[Start]
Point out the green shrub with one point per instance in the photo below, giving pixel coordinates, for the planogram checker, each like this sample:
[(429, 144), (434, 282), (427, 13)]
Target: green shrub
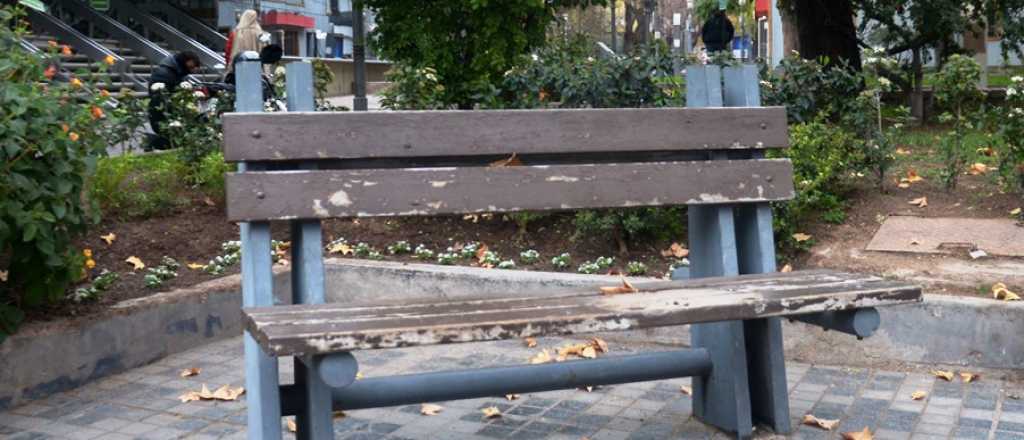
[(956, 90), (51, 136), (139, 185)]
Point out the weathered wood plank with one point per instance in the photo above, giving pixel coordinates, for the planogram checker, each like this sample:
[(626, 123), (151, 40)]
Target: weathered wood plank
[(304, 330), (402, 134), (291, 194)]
[End]
[Start]
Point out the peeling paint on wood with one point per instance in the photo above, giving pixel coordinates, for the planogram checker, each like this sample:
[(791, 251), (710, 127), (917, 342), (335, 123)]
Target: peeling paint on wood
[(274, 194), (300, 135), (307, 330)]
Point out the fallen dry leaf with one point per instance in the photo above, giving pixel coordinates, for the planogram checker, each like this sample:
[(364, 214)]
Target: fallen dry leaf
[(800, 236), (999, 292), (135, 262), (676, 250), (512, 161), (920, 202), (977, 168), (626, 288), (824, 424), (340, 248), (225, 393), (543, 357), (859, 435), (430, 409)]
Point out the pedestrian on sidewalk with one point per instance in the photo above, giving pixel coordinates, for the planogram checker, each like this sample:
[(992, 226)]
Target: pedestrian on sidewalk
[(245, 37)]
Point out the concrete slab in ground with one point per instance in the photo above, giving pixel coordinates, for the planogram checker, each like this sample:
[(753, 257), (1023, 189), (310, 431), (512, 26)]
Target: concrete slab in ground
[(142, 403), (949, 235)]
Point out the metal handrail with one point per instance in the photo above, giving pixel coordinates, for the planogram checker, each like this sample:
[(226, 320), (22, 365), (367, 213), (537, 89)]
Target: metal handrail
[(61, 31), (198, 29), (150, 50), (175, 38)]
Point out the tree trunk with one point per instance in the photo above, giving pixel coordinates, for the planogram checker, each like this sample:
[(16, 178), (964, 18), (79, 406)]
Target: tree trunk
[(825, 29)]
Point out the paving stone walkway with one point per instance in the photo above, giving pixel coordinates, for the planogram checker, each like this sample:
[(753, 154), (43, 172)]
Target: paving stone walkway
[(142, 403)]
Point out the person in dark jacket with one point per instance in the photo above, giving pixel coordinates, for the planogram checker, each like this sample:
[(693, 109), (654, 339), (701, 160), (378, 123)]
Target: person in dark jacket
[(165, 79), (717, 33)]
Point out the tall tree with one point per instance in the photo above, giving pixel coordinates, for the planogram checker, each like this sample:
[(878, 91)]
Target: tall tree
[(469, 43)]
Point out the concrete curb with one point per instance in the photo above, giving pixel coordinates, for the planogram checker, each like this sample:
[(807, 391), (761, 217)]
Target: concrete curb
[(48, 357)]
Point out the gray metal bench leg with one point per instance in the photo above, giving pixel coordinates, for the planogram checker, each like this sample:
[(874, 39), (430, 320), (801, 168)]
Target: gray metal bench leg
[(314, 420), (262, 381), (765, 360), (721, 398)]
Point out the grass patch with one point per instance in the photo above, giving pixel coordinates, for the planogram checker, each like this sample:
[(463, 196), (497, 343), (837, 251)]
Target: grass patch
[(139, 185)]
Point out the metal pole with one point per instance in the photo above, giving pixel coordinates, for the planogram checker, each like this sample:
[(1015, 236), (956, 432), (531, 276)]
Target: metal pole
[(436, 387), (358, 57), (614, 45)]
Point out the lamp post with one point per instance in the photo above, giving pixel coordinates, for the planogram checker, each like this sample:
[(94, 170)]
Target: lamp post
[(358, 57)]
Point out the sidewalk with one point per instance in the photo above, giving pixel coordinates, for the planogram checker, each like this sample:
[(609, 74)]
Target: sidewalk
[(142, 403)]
[End]
### Task details
List each line in the rows above that contains the string "post", copying every such line in full.

### Answer to the task
Point out the lamp post with one point per instance in the photo above, giving pixel coordinates, for the planogram checker, each like this sample:
Target: lamp post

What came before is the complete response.